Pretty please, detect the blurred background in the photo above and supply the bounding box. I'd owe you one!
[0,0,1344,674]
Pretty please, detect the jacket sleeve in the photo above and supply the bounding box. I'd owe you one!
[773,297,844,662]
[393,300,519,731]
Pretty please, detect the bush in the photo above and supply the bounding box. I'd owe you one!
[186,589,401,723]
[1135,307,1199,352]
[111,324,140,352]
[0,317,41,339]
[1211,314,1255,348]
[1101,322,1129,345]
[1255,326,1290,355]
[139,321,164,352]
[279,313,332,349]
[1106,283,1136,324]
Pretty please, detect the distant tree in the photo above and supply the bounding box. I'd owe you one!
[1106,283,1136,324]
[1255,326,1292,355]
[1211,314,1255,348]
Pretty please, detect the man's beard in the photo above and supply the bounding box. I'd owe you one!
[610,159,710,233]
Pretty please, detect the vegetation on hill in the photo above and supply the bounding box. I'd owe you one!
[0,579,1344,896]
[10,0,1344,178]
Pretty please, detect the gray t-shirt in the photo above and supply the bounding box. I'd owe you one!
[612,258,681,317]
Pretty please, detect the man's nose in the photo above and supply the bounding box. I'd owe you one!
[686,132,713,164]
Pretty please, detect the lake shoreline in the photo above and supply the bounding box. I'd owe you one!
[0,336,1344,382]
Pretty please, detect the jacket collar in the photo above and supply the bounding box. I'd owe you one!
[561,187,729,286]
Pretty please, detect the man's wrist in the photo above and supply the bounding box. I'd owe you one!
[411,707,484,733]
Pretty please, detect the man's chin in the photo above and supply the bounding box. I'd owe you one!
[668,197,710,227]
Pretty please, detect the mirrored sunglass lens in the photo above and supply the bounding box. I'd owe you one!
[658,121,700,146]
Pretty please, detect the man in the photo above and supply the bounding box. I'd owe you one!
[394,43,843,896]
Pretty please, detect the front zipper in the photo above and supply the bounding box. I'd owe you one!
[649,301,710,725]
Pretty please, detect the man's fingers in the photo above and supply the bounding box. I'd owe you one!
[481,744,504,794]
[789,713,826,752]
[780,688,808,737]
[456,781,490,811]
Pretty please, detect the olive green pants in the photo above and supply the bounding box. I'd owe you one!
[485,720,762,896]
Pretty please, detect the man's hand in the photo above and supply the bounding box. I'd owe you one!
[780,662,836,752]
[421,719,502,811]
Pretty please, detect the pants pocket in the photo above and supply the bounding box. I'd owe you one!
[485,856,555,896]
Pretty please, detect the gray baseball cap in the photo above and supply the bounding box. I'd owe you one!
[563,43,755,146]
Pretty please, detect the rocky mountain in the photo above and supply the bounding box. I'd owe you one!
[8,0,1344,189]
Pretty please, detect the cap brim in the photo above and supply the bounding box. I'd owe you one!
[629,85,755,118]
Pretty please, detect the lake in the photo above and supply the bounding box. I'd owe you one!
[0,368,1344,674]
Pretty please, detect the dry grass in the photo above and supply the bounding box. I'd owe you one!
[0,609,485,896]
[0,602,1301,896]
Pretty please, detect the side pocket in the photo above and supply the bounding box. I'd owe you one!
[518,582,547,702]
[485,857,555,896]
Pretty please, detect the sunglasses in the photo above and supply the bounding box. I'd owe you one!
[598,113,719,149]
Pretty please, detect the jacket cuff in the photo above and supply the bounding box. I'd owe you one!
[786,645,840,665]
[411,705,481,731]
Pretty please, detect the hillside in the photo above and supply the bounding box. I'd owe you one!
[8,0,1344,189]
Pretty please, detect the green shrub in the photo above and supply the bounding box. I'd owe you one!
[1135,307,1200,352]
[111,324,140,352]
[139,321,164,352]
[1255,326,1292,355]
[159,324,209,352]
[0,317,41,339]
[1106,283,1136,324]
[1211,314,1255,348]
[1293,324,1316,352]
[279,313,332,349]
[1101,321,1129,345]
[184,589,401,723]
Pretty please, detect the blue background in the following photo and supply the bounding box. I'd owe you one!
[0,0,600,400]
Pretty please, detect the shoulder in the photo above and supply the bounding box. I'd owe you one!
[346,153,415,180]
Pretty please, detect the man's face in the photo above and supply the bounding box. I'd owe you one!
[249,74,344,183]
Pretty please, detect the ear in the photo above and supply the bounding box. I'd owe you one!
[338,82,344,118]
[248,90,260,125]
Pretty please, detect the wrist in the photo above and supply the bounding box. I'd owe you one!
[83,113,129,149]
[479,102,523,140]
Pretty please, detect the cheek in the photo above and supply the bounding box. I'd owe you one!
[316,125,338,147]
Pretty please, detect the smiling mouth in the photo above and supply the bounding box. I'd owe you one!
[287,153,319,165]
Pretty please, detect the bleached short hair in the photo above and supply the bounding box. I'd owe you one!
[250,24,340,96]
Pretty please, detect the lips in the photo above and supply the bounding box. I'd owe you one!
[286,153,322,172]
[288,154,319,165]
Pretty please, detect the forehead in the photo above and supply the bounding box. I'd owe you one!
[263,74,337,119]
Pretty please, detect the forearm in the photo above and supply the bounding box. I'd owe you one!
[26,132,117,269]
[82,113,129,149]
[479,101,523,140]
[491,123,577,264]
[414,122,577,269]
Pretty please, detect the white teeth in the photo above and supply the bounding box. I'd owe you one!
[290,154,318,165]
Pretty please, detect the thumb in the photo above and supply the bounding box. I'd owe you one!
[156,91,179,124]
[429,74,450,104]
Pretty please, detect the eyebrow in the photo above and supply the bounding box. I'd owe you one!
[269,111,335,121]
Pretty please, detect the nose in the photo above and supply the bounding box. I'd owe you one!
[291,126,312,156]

..........

_Written request_
Reproduce the rows between the line holding "Pretty please, detect the white" and the line holding "[429,74,450,104]", inclusive, replacing "thumb" with "index finger" and leaving everything else unchanged.

_Response to the task_
Pretty please, detect the white teeth in the photo above and supply the bounding box. I'd owe you one!
[290,154,318,165]
Pretty please, detect the index finger in the photo above and supply the bounding box. I'd owe you one!
[156,91,179,124]
[429,74,450,104]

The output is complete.